> _Source extract_
+ + +

Ridge in the Appalachian Mountains running through Kentucky, Virginia and Tennessee

Pine Mountain is a ridge in the Appalachian Mountains running through Kentucky, Virginia and Tennessee. It extends about 125 mi from near Pioneer, Tennessee, to a location near Elkhorn City, Kentucky. Birch Knob, the highest point, is 3,273 ft above sea level and is located on the Kentucky-Virginia border. It has long been a barrier to transportation, as the Cumberland River at Pineville, Kentucky is one of only two waterways that pass through the entire ridge. The other is the Clear Fork (Cumberland River tributary) near Jellico, Tennessee.

+ + +

> _Record extracts_
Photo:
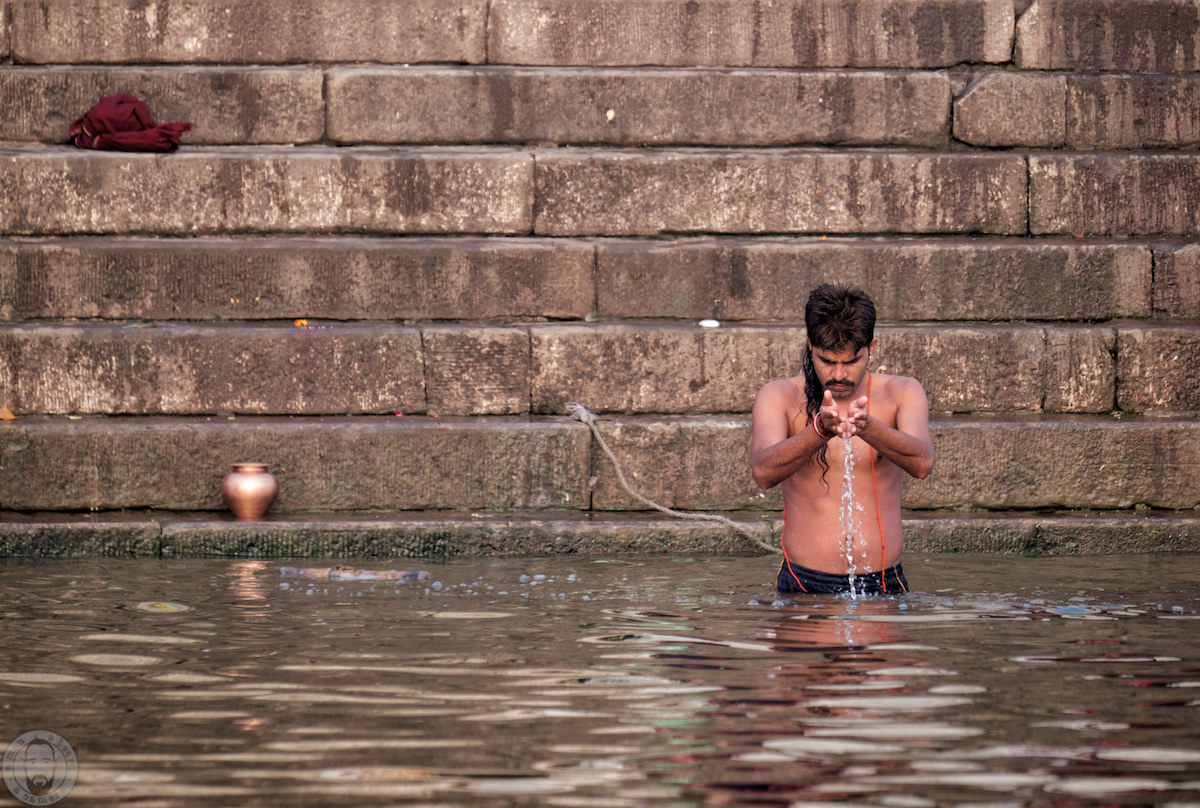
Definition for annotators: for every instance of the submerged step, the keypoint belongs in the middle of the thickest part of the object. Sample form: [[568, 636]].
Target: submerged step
[[684, 462], [647, 367], [435, 536]]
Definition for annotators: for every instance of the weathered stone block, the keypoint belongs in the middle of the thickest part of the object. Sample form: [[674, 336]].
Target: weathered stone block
[[55, 536], [635, 107], [1115, 195], [240, 106], [1079, 461], [1177, 282], [1145, 36], [1157, 369], [214, 31], [210, 369], [724, 33], [657, 367], [625, 193], [477, 371], [286, 279], [330, 464], [689, 462], [193, 192], [1002, 109], [1080, 370], [931, 280], [432, 536], [1133, 112], [688, 370], [969, 369]]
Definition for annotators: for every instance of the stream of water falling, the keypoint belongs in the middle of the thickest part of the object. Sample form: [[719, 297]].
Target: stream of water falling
[[846, 514]]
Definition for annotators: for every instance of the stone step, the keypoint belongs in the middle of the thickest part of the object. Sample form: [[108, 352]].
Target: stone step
[[715, 33], [1085, 112], [553, 464], [1151, 36], [623, 107], [569, 192], [1145, 36], [637, 107], [215, 31], [648, 367], [237, 191], [438, 534], [423, 279], [225, 105]]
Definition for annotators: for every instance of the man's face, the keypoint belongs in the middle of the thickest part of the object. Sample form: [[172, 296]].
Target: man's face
[[39, 765], [840, 371]]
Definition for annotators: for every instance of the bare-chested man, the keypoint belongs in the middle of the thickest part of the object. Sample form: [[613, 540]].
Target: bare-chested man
[[801, 426]]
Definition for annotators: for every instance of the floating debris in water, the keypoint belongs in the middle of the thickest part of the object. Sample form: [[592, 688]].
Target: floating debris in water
[[351, 574]]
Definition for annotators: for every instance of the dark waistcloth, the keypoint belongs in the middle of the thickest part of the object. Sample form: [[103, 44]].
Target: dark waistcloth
[[793, 579]]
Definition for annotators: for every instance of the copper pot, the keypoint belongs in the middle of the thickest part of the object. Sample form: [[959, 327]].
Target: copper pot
[[250, 490]]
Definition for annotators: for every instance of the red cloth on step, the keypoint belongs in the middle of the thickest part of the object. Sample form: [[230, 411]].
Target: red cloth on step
[[123, 123]]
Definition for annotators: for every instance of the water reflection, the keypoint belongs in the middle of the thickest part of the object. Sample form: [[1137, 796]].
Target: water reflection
[[628, 682]]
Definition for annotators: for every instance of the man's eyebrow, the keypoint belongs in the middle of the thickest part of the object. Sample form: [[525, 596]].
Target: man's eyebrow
[[825, 357]]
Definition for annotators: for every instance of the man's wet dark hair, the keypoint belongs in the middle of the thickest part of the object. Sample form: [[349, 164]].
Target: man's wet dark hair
[[838, 316], [835, 317]]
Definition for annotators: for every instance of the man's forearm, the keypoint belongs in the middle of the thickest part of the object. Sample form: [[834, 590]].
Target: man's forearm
[[775, 464]]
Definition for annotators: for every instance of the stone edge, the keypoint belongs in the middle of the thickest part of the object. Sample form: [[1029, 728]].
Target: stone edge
[[210, 536]]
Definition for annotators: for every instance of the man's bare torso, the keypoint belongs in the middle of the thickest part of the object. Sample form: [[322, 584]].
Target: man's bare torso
[[815, 533]]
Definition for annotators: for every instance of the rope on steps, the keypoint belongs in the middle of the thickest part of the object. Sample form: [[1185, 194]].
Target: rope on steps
[[581, 413]]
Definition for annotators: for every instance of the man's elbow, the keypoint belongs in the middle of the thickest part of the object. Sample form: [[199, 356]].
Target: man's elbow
[[763, 478], [924, 467]]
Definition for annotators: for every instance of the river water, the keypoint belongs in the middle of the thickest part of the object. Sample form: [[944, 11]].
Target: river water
[[999, 681]]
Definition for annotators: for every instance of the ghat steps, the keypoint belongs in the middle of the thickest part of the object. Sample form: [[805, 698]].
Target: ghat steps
[[487, 209]]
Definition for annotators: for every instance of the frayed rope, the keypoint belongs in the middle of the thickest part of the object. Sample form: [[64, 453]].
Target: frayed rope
[[581, 413]]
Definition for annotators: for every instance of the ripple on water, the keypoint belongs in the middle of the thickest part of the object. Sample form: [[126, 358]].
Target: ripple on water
[[149, 639], [34, 677], [889, 704], [117, 659], [899, 731]]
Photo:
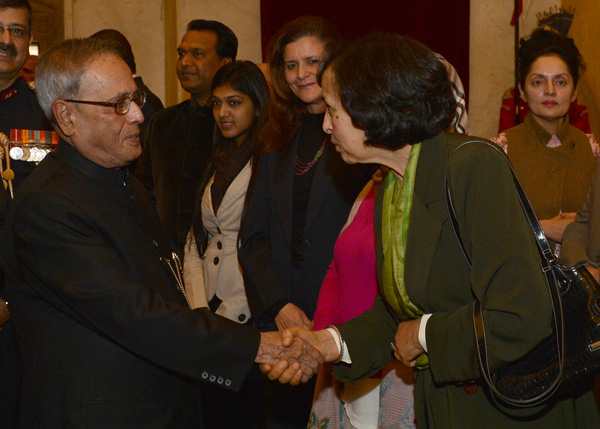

+ + +

> _Exercise requirements_
(A) In the Pine Mountain passage, copy word for word the part from "Pine Mountain is" to "near Jellico, Tennessee.".
(B) Using the Pine Mountain passage, say whether each statement agrees with it, answering yes or no and quoting the words that decide it: (i) Pine Mountain extends about 125 miles. (ii) Birch Knob lies on the Kentucky-Tennessee border. (iii) The Cumberland River at Pineville is the only waterway that passes through the entire ridge.
(C) Extend the Pine Mountain passage, picking up after its last sentence.

> _Answers by item number_
(A)
Pine Mountain is a ridge in the Appalachian Mountains running through Kentucky, Virginia and Tennessee. It extends about 125 mi from near Pioneer, Tennessee, to a location near Elkhorn City, Kentucky. Birch Knob, the highest point, is 3,273 ft above sea level and is located on the Kentucky-Virginia border. It has long been a barrier to transportation, as the Cumberland River at Pineville, Kentucky is one of only two waterways that pass through the entire ridge. The other is the Clear Fork (Cumberland River tributary) near Jellico, Tennessee.

(B)
(i) Yes: "It extends about 125 mi from near Pioneer, Tennessee, to a location near Elkhorn City, Kentucky."
(ii) No: "is located on the Kentucky-Virginia border."
(iii) No: "one of only two waterways that pass through the entire ridge."

(C)
Natural areas located on the mountain includes Pine Mountain State Resort Park and Kingdom Come State Park, Breaks Interstate Park, Kiwanis Raven Rock Park, Kentenia State Forest, Pine Mountain State Scenic Trail, the Little Shepherd Trail, Blanton Forest State Nature Preserve, Bad Branch State Nature Preserve, and several others owned and managed by the Office of Kentucky Nature Preserves.

Wildlife is abundant on Pine Mountain. The land is claimed to be the "Black Bear Capital of Kentucky." Black bears, elk, rattlesnakes, and deer are found on Pine Mountain.

==See also==
- Pine Mountain Settlement School
- William Creech, Sr.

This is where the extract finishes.